I have the impression that FPKM as calculated by cufflinks doesn't correctly normalize for library size in case of unequal mapping rates between samples (e.g. in case of contamination). I get this impression from real data.
As a hypothetical example let's say that we have two libraries A,B, B 10 times the number of reads as A. One might expect, (I know it's a rough estimate) for a large number of genes in B to have 10 times the number of reads as in A, but mostly equal FPKM except for lowly expressed transcripts. Now assume A has ~100% mapping rate, and B only 50% (due to contamination, 40% will align to other references if known). Then, many transcripts in B still seem to have 10X as many reads mapped as in A (maybe because number of mapped reads is not influenced linearly by contamination?), but the effective aligned library size that cufflinks sees is only 50% of the true library size. That would lead to an average 2-fold difference in median of all FPKM values.
Reference size is not taken into account for FPKM, is it? If I knew all contaminant genomes beforehand, I could just add them to the reference, and achieve a much more homogeneous mapping rate and better normalization between samples. On the other hand this might not be a fair comparison, as the contaminants would never have a chance of getting a FPKM assigned and will not influence the calculated average FPKM.
Is this correct from your experience, how to best compensate for it:
- Add all possible contaminants to reference before alignment?
- Use the sequenced library size instead of aligned library size?
- Assume equal mapping rate for all samples (e.g. median, would be similar to median scaling of FPKM)?
- Apply quantile normalization to FPKM data?
- FPKM is already normalized, don't apply double normalization....
What's the goal? Are you trying to get some sort of contaminant-normalized FPKM such that equal expression between samples would produce different number if they have differing levels of contamination?

(WORK ORDER 1) Summarize the thread on FPKM normalization in exactly three sentences.
(WORK ORDER 2) Reproduce the part of the thread on FPKM normalization that opens with the words containing "Is this correct" and closes with "apply double normalization....".
(WORK ORDER 3) Decide whether each statement agrees with the thread on FPKM normalization, answering yes or no and quoting the deciding words: (a) In the hypothetical example, library B has 10 times the number of reads as library A. (b) In the hypothetical example, library B has a mapping rate of about 100%. (c) The poster's impression comes from simulated data.

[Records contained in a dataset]
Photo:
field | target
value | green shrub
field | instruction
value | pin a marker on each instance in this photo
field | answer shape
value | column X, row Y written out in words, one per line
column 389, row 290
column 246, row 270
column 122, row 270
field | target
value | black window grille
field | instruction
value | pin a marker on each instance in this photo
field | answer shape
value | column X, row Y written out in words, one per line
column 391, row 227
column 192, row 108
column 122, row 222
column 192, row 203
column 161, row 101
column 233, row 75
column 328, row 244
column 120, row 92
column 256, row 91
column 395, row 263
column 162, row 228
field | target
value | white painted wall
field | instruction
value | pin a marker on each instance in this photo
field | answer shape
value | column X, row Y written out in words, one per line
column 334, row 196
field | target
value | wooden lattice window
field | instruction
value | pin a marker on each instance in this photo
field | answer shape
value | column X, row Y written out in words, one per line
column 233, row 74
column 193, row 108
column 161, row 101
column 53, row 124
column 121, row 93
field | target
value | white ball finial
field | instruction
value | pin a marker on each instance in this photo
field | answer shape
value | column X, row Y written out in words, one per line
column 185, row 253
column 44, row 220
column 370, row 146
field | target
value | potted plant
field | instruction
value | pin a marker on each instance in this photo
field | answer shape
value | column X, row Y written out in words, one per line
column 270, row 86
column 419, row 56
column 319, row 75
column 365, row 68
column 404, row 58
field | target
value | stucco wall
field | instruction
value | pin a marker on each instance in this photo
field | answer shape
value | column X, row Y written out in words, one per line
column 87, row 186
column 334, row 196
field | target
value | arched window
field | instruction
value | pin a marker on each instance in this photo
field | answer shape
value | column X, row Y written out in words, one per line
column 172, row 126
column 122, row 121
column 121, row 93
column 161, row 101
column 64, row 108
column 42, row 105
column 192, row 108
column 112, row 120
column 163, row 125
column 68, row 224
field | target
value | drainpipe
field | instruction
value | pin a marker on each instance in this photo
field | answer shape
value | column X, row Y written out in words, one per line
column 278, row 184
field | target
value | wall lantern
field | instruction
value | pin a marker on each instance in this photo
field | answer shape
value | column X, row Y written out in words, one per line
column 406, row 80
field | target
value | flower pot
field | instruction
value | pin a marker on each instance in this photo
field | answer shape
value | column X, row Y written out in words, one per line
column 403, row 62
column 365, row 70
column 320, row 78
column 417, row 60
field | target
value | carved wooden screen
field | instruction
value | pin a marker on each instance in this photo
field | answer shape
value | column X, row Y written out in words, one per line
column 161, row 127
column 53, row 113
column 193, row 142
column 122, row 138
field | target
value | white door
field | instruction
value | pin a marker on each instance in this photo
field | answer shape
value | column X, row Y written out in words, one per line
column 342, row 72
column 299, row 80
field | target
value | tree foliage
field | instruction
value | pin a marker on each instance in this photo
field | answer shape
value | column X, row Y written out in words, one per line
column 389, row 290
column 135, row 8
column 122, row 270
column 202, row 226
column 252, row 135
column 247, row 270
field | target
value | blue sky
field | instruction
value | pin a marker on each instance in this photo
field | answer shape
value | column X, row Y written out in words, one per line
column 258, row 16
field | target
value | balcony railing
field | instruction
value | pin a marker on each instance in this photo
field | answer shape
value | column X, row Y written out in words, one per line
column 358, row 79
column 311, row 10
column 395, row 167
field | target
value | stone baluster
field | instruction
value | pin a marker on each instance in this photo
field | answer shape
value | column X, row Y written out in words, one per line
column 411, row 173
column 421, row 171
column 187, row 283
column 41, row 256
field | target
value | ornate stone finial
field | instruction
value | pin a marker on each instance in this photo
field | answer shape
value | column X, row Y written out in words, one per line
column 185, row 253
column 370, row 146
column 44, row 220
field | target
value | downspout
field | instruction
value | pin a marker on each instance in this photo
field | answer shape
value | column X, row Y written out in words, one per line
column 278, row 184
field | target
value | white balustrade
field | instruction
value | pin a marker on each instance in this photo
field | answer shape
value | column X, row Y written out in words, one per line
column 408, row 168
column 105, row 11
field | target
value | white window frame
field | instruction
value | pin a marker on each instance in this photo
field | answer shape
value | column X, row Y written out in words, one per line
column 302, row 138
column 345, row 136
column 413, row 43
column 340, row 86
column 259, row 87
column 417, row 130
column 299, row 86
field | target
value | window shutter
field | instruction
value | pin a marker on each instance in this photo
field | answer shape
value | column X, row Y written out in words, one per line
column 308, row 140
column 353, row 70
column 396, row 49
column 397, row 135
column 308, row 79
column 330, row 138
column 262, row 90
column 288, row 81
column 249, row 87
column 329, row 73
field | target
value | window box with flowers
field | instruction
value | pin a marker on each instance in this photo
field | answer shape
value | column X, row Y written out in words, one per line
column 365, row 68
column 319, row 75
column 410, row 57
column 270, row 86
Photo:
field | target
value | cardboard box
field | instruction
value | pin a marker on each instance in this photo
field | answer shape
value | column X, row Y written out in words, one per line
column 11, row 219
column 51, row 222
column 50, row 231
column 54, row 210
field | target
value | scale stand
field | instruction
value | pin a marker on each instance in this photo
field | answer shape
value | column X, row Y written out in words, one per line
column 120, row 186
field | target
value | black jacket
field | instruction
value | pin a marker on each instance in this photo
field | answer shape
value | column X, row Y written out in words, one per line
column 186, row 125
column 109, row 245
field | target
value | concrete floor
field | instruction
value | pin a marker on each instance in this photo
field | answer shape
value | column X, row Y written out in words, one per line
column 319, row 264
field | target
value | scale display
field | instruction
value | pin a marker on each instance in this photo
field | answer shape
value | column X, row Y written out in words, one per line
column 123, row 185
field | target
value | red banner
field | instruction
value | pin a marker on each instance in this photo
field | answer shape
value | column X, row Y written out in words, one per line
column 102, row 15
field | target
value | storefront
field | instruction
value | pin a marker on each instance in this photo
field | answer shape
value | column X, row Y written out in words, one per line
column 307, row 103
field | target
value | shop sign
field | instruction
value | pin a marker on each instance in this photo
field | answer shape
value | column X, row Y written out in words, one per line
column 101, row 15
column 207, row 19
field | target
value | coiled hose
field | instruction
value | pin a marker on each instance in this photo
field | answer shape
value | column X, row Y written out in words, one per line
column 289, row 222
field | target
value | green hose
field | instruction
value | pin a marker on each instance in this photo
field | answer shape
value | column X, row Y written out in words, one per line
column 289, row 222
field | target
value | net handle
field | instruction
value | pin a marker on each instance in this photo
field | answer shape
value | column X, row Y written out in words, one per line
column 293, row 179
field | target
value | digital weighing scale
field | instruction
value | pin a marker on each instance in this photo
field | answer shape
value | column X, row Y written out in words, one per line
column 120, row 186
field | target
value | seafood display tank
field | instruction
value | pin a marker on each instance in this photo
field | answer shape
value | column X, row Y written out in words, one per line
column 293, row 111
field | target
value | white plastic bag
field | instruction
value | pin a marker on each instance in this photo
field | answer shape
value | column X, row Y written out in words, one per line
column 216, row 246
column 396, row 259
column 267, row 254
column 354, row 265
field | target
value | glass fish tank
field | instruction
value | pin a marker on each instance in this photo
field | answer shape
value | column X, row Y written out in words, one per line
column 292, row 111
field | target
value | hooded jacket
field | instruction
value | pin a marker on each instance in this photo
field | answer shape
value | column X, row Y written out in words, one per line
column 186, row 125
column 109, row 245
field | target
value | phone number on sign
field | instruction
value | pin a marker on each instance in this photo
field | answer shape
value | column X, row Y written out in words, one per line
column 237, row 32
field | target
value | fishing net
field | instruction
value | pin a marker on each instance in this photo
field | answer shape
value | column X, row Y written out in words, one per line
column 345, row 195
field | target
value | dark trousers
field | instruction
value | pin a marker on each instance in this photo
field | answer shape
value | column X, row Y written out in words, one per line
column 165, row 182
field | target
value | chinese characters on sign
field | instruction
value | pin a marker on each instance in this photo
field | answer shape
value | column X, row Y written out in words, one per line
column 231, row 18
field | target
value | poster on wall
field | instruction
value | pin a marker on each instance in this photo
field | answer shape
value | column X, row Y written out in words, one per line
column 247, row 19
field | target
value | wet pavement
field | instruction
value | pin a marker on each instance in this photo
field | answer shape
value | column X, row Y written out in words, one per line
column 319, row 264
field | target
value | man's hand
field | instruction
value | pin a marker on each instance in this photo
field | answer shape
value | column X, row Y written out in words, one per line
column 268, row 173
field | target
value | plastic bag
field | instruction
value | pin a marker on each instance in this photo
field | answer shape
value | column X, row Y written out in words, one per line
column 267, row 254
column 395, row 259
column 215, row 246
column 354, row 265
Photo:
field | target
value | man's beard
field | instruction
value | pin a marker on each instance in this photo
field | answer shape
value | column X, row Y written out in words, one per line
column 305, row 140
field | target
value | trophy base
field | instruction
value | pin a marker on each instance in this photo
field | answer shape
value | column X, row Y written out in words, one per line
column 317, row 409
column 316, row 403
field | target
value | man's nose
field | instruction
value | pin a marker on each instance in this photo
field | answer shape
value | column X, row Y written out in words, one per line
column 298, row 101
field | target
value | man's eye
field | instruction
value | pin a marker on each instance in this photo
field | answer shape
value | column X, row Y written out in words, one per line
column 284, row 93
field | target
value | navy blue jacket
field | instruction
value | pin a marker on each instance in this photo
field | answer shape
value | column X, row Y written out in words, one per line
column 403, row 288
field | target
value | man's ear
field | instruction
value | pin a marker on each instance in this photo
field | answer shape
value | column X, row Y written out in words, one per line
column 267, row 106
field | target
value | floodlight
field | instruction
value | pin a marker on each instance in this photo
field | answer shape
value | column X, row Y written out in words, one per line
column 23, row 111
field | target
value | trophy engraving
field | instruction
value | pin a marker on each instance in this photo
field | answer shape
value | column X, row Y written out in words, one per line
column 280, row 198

(YOUR SOLUTION 1) A poster suspects that FPKM as calculated by cufflinks does not correctly normalize for library size when mapping rates differ between samples, as with contamination, and illustrates this with two hypothetical libraries whose unequal mapping rates would produce an average 2-fold difference in the median of all FPKM values. The poster asks how best to compensate, listing options such as adding all possible contaminants to the reference, using the sequenced library size, assuming equal mapping rates, applying quantile normalization, or avoiding double normalization. A reply asks what the goal is.

(YOUR SOLUTION 2)
Is this correct from your experience, how to best compensate for it:
- Add all possible contaminants to reference before alignment?
- Use the sequenced library size instead of aligned library size?
- Assume equal mapping rate for all samples (e.g. median, would be similar to median scaling of FPKM)?
- Apply quantile normalization to FPKM data?
- FPKM is already normalized, don't apply double normalization....

(YOUR SOLUTION 3)
(a) Yes: "B 10 times the number of reads as A"
(b) No: "Now assume A has ~100% mapping rate, and B only 50%"
(c) No: "I get this impression from real data."